Assignment: Repeat every entry word for word; omit all pictures.

======== Supplied data

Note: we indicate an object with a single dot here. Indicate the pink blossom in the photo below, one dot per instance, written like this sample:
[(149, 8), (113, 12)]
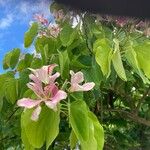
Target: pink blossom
[(54, 29), (47, 93), (121, 21), (59, 15), (41, 19), (76, 79), (44, 74)]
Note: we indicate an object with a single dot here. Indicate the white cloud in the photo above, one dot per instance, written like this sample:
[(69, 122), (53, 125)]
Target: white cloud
[(6, 21)]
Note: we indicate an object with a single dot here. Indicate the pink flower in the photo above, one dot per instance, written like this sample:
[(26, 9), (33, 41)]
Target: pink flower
[(41, 19), (59, 15), (47, 93), (54, 29), (121, 21), (44, 74), (76, 79)]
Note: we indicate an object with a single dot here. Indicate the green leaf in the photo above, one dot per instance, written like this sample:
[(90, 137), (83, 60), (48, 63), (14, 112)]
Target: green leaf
[(44, 130), (14, 57), (11, 59), (91, 143), (64, 64), (78, 116), (36, 63), (143, 57), (73, 140), (67, 35), (11, 90), (131, 57), (98, 131), (30, 35), (25, 140), (117, 62), (93, 74), (42, 41), (103, 54)]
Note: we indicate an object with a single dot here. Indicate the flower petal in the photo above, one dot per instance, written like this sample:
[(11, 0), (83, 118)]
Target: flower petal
[(28, 103), (54, 77), (34, 78), (56, 99), (76, 77), (36, 88), (85, 87), (36, 113), (50, 90), (44, 73), (88, 86)]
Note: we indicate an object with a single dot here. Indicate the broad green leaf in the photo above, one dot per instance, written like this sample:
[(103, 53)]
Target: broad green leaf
[(67, 35), (73, 140), (30, 35), (93, 74), (64, 64), (42, 41), (36, 63), (117, 62), (103, 54), (98, 131), (143, 57), (131, 57), (91, 143), (11, 90), (78, 115), (52, 129), (25, 140), (44, 130), (14, 57), (44, 54)]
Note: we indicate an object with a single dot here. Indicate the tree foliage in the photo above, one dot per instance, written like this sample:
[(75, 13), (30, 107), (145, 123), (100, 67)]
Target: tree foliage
[(112, 52)]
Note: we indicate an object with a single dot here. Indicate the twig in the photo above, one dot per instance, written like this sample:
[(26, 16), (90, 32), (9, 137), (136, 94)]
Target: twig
[(142, 99)]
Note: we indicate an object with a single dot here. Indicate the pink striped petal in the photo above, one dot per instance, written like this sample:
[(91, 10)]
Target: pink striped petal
[(51, 68), (28, 103), (76, 77), (50, 90), (37, 89), (54, 77), (36, 113), (34, 78), (60, 95), (88, 86), (85, 87)]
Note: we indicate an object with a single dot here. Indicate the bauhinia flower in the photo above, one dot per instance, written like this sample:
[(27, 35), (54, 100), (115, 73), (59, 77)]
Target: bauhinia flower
[(76, 80), (41, 19), (54, 29), (46, 90)]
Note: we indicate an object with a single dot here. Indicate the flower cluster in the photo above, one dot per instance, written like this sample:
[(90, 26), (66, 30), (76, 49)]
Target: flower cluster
[(44, 86)]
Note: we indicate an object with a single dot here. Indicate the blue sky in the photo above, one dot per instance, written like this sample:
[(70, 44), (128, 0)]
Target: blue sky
[(15, 16)]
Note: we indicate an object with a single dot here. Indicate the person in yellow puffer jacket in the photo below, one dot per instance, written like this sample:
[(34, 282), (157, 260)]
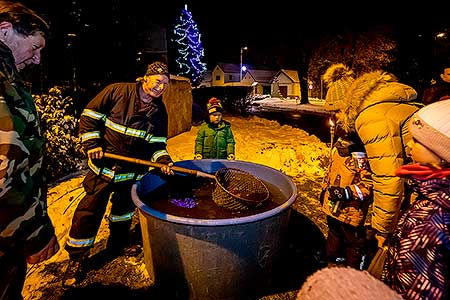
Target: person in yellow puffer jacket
[(376, 108)]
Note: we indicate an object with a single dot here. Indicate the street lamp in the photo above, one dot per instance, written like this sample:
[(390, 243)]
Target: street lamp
[(240, 67)]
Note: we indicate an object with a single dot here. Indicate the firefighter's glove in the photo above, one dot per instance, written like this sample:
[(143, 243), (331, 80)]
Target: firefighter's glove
[(340, 194)]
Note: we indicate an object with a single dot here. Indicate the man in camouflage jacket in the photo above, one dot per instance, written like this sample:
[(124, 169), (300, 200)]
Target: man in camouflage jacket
[(26, 232)]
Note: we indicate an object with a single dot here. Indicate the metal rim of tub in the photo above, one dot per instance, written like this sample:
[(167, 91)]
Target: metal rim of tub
[(217, 222)]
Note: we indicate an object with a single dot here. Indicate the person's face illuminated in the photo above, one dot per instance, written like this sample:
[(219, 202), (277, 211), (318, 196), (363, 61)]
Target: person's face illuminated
[(155, 85), (25, 49), (446, 75), (215, 117)]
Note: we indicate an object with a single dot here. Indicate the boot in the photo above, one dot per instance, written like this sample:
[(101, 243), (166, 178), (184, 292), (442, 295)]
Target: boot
[(119, 238)]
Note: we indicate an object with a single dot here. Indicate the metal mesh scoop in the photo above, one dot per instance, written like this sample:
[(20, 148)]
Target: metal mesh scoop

================

Exercise response:
Note: we indicate an object with a single dot here. Indicate the pink blossom in the photo below, one dot per instance, written like this sample:
[(149, 8), (113, 12)]
Target: pink blossom
[(54, 29), (47, 93), (121, 21), (59, 15), (41, 19), (76, 79), (44, 74)]
Note: we indicate an object with a single dot here. Indicate the white cloud in the photo above, one dot per instance, written like this sample:
[(69, 122), (53, 125)]
Target: white cloud
[(6, 21)]
Note: we indicate an object with a single dot here. Indicate the pink flower in the photo above, one dot per instance, written like this sample:
[(26, 9), (33, 41)]
Target: pink flower
[(41, 19), (59, 15), (47, 93), (54, 29), (121, 21), (44, 74), (76, 79)]
Note: we indicate an object with a single dot here. Indicate the green leaf in the photo above, one dot per instance, written like this sample:
[(90, 137), (83, 60), (48, 63), (14, 112)]
Target: green leaf
[(44, 130), (14, 57), (11, 59), (91, 143), (64, 64), (78, 116), (36, 63), (143, 57), (73, 140), (67, 35), (11, 90), (131, 57), (98, 131), (30, 35), (25, 140), (117, 62), (93, 74), (42, 41), (103, 54)]
Note: we indicate an object with a single dot here. Indicate the flower petal in the photo above, one dot per instance, written like this sample:
[(11, 0), (83, 118)]
Target: flower petal
[(28, 103), (54, 77), (34, 78), (56, 99), (76, 77), (36, 88), (85, 87), (36, 113), (50, 90), (44, 73), (88, 86)]
Note: we indicate an object with a single dot here. Indicate the broad green leaf in the photo above, one dot per instance, written like this sample:
[(103, 53)]
Target: broad green leaf
[(67, 35), (73, 140), (30, 35), (93, 74), (64, 64), (42, 41), (36, 63), (117, 62), (103, 54), (98, 131), (143, 57), (131, 57), (91, 143), (11, 90), (78, 115), (52, 129), (25, 140), (44, 130), (14, 57), (44, 54)]
Note: we indicate an object with a single dot here. Indicate the tree foliage in the photo above, one dot per instance, written like this sample:
[(75, 13), (30, 107), (145, 123), (100, 67)]
Target: tree foliage
[(112, 52)]
Note: we indicate an object with a single dot here. Indicate the twig in the photo above, one dot per instance, written like this sample:
[(26, 16), (90, 32), (9, 137), (136, 94)]
Target: twig
[(142, 99)]
Note: we indicate an object with a single dot here. Indicate the pink striped petal in the photo above, one dot per instance, written like this sample:
[(91, 10)]
Target: pink striped petal
[(51, 68), (28, 103), (76, 77), (50, 90), (37, 89), (54, 77), (36, 113), (34, 78), (60, 95), (88, 86), (85, 87)]
Note: we indicate an object with a single dot here. Indicate the bauhinia flower in the photo above, one dot per instance, written like this sample:
[(27, 35), (54, 100), (115, 73), (59, 77)]
Target: bauhinia flower
[(76, 80), (41, 19), (54, 29), (46, 90)]
Note: we indicate an object with a single dot here. Indicate the flower cluster in the photo above, one dot per instance, written like this sample:
[(90, 26), (66, 30), (76, 49)]
Target: flower cluster
[(44, 86)]
Note: we indicate an object with a single dot here. Indicate the blue sky in the photo above, one dot per instance, written like this sample:
[(70, 44), (128, 0)]
Target: blue sky
[(15, 16)]
Note: we indicate an object with a single dot here. Indicate the person in yellow puffer jacket in the photo below, one dot per instance, written like this sample:
[(34, 282), (157, 260)]
Target: person in yellow puffer jacket
[(376, 108)]
Note: we indicate an object with a single dot here. Indicate the street lamp in the photo above, one dot per instance, written like this sample:
[(390, 243)]
Target: street lamp
[(240, 67)]
Note: we indicate an object with a single dot here. Indicate the firefighter's glove in the photo above, one dot per instance, written like this sample:
[(143, 243), (331, 80)]
Target: firefighter's glove
[(340, 194)]
Note: we indicate an object with a single dot here. Indicate the man in camouflage jacket in the photo above, one dot per instance, written like this sample:
[(124, 169), (300, 200)]
Target: man in camouflage jacket
[(26, 232)]
Note: we indicate an object with a single dot here. Indicate the metal rim of tub in the photo above, one dot per instance, written like this sample:
[(167, 91)]
Target: metal rim of tub
[(217, 222)]
Note: we indicate an object with a single dot here. Indicate the person's face illuminated in the photo above, one dot per instance, written like this sample:
[(219, 202), (277, 211), (318, 196), (363, 61)]
Target: person's face illuminated
[(155, 85), (25, 49), (446, 75), (215, 117)]
Note: we indicate an object with a single dot here. Indicate the boot in the photo above, one dot per instance, written like this sample:
[(101, 243), (166, 178), (184, 292), (442, 295)]
Target: boot
[(119, 238)]
Note: we indicate an object with a single dot here. Indicate the metal mesh scoop in the photo above, one dot per instance, written like this sample:
[(20, 148)]
Target: metal mesh scoop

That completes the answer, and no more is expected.